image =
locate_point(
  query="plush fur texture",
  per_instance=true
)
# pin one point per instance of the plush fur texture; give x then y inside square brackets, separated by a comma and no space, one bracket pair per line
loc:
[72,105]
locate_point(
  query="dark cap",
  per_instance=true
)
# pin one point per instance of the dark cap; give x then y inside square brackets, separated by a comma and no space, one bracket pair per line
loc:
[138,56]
===============
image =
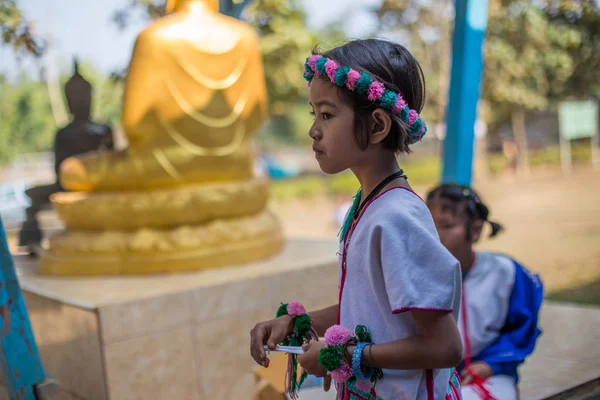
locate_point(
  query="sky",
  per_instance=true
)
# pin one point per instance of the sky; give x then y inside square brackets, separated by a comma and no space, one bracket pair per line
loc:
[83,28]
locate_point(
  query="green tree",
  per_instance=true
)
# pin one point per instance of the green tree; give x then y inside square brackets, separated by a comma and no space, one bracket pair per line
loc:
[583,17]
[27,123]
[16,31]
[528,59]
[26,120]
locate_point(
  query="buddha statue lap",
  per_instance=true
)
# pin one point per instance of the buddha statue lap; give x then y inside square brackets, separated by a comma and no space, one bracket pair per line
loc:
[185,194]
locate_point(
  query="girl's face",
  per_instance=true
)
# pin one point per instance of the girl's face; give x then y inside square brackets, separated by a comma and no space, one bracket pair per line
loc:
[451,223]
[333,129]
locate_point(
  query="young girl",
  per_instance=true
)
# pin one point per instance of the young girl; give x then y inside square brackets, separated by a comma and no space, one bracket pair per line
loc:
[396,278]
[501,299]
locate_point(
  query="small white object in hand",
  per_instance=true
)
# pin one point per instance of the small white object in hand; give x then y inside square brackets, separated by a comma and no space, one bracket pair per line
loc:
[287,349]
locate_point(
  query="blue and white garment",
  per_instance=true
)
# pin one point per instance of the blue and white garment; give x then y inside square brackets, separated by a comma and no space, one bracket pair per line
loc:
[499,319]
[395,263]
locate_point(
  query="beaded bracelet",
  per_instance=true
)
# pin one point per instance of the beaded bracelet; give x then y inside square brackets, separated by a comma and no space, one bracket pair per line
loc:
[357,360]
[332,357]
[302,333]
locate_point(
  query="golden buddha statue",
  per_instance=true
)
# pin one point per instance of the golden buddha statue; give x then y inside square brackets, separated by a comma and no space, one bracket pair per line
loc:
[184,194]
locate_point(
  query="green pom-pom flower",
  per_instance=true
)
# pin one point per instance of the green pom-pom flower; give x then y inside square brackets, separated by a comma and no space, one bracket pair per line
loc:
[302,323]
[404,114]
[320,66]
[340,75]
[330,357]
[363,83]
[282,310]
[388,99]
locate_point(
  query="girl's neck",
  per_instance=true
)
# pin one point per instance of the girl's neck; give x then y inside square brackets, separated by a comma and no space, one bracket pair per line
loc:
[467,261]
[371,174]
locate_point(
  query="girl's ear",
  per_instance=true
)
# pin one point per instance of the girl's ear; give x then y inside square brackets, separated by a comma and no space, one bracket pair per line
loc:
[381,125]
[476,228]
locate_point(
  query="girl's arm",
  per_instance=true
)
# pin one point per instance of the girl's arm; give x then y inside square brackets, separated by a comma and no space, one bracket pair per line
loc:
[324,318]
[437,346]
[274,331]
===============
## [Brief]
Report every line of the data above that contains the string "plush".

## [The response]
  query="plush fur texture",
# pin one point per instance of the plush fur texture; give x then y inside square brackets, separated by a comma and no space, one bracket pair per line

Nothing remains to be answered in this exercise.